At some early stage in the creation of Horsehead, a deliberate decision was made to explore the story almost completely via dreams and altered states. There’s a certain boldness to that which I admire, and to give credit to the film – under first-time feature director Romain Basset – it looks amazing, beautifully coloured and framed throughout, whilst the droning, evocative soundtrack fits very well. I’ll just mention Amer again here – and maybe Livide (2011) too. Since Jessica spends a lot of her time dreaming, and fever-dreaming no less (well hello, carte blanche!) strangeness pervades throughout the entire film, even when all the protagonists are awake; interiors in particular always look like they could always give way to a monster in the corner of the room (although they don’t) and the slightly stilted conversation between actors, whether or not it was intended to be stilted like this, all adds to the atmosphere – of the impression that nothing is working perfectly well in this world. It’s not just the script, either; the fact that we have a cut glass-accented mother and stepfather in Catriona MacColl and Murray Head, living in France, with a daughter who herself has a distinct French drawl to her spoken English – well, it all makes the film feel like it’s part of that pan-European tradition which has held sway over some of the most successful horrors, those charming hodgepodges of locations, actors and nationalities.

-- -- --

BRIEF A:
According to the passage on Horsehead, who directed the film?
BRIEF B:
List every film title mentioned in the passage on Horsehead.

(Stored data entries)
-- -- --

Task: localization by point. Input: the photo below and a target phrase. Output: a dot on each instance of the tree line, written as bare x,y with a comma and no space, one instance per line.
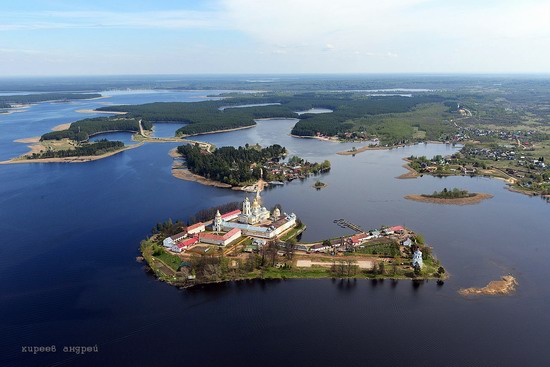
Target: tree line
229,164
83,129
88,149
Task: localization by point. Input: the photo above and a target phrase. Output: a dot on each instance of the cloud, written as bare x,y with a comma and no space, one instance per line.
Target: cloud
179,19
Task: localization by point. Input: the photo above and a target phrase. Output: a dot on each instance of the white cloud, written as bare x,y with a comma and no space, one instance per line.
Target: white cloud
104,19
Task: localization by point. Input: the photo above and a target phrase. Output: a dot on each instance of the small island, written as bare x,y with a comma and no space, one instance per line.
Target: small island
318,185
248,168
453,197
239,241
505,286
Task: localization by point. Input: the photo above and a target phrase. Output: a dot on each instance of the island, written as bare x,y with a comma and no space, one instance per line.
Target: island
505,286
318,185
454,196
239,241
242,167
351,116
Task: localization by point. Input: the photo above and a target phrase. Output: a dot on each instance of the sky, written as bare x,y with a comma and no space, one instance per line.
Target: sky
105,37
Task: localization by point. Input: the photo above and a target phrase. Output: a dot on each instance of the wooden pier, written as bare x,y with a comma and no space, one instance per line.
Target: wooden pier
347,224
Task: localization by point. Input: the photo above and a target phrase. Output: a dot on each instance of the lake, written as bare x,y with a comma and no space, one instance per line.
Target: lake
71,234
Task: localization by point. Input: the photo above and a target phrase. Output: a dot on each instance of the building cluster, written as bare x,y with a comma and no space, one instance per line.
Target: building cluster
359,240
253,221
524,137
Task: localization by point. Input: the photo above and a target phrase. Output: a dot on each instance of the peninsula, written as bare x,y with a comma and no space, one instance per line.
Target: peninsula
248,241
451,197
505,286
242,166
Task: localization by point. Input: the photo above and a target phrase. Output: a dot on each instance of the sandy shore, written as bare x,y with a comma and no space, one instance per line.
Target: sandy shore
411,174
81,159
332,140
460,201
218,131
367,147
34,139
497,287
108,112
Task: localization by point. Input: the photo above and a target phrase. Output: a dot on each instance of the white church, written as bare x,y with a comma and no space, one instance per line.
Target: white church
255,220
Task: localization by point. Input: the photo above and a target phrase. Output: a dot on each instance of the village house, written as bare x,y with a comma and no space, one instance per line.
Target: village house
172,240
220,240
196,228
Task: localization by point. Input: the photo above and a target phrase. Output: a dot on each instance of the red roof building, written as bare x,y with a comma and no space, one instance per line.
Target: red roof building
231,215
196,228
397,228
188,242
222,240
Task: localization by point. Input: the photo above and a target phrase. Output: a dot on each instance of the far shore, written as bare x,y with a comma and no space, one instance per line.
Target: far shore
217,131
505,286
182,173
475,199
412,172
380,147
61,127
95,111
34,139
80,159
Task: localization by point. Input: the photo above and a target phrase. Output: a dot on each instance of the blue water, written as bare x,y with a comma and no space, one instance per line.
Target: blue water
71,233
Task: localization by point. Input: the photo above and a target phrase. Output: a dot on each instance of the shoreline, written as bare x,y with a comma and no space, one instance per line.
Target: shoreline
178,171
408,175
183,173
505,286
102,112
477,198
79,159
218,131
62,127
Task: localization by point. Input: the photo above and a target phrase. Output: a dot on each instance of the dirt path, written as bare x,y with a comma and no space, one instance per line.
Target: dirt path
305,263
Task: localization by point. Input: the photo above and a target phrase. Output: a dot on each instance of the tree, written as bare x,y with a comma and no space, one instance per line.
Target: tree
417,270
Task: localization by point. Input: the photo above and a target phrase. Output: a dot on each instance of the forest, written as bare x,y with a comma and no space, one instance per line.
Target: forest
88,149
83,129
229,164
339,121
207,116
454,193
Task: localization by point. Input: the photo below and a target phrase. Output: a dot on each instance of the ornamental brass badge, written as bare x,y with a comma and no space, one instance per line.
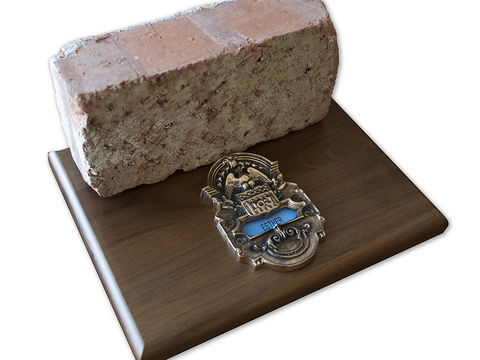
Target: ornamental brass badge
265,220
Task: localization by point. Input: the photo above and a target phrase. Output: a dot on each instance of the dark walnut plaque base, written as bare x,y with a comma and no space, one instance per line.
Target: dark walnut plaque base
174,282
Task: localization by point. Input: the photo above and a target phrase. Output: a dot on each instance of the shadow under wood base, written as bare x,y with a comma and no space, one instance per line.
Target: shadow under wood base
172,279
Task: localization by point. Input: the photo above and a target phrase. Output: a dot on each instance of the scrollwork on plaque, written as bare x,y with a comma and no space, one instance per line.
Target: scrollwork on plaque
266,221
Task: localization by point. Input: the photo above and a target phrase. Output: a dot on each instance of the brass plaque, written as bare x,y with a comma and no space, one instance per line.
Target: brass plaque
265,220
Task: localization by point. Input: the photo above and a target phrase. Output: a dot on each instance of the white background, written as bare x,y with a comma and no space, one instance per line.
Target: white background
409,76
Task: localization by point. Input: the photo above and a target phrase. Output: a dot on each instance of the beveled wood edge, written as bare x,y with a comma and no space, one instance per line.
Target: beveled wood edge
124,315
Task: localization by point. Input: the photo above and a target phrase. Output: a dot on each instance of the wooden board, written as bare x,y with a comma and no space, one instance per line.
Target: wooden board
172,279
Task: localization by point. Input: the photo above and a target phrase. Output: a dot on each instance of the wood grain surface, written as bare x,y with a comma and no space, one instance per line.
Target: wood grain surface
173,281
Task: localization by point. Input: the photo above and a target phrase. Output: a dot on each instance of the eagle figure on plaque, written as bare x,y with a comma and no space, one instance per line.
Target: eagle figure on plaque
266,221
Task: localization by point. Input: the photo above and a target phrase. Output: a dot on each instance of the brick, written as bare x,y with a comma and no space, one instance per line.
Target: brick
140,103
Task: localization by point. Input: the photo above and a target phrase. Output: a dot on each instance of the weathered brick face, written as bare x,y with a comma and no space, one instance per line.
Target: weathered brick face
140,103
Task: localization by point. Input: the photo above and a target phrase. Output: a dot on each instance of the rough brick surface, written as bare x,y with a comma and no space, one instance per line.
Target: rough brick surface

-- -- --

WRITTEN RESPONSE A:
Romain Basset, a first-time feature director.

WRITTEN RESPONSE B:
Horsehead, Amer, Livide (2011)